# YOUR ASSIGNMENT:
From the first line to the last, return the data exactly as written.
Start of MATERIAL FOR THIS TASK
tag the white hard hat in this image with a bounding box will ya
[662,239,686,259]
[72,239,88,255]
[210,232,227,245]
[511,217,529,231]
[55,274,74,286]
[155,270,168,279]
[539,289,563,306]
End of MATERIAL FOR THIS TASK
# WRITTEN SOLUTION:
tag the white hard hat in this image with a bounding box will ya
[662,239,686,259]
[72,239,88,255]
[210,232,227,245]
[511,217,529,231]
[55,274,74,286]
[155,270,168,279]
[539,289,563,306]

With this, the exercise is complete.